■ **Assignment**:
Everything from the line containing "Segment each instance." to the close of the records below should be output exactly, line by line, with no other lines given.

** Opening Input records block **

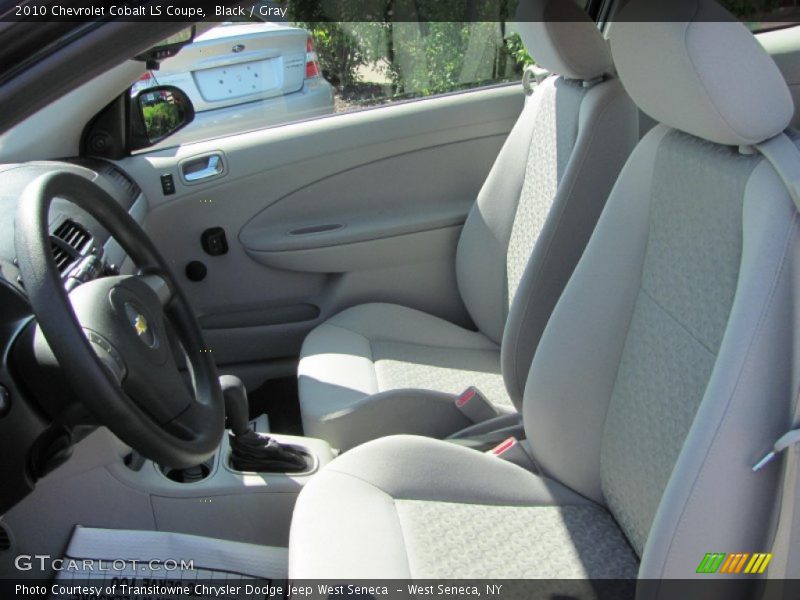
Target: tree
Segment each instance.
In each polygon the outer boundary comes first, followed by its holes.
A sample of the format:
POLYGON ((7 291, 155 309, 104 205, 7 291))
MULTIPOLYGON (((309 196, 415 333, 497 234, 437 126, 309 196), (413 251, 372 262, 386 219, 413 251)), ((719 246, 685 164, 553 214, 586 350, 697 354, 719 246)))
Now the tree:
POLYGON ((285 3, 289 18, 311 32, 323 74, 340 90, 360 83, 362 67, 381 71, 392 95, 426 96, 514 77, 532 62, 519 36, 503 39, 516 0, 285 3))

** Closing Input records block **

■ **Response to this task**:
Segment each instance.
In each polygon the outer boundary comes first, followed by its holes.
A sample of the format:
POLYGON ((7 291, 155 309, 104 205, 7 291))
MULTIPOLYGON (((309 196, 415 333, 497 234, 437 126, 309 196), (413 251, 372 262, 386 219, 413 251)), ((719 246, 685 164, 553 214, 586 350, 697 354, 719 246)))
Now the tree:
POLYGON ((285 3, 289 18, 311 32, 323 74, 340 90, 360 83, 362 67, 381 71, 392 95, 426 96, 514 77, 532 62, 519 36, 503 39, 516 0, 285 3))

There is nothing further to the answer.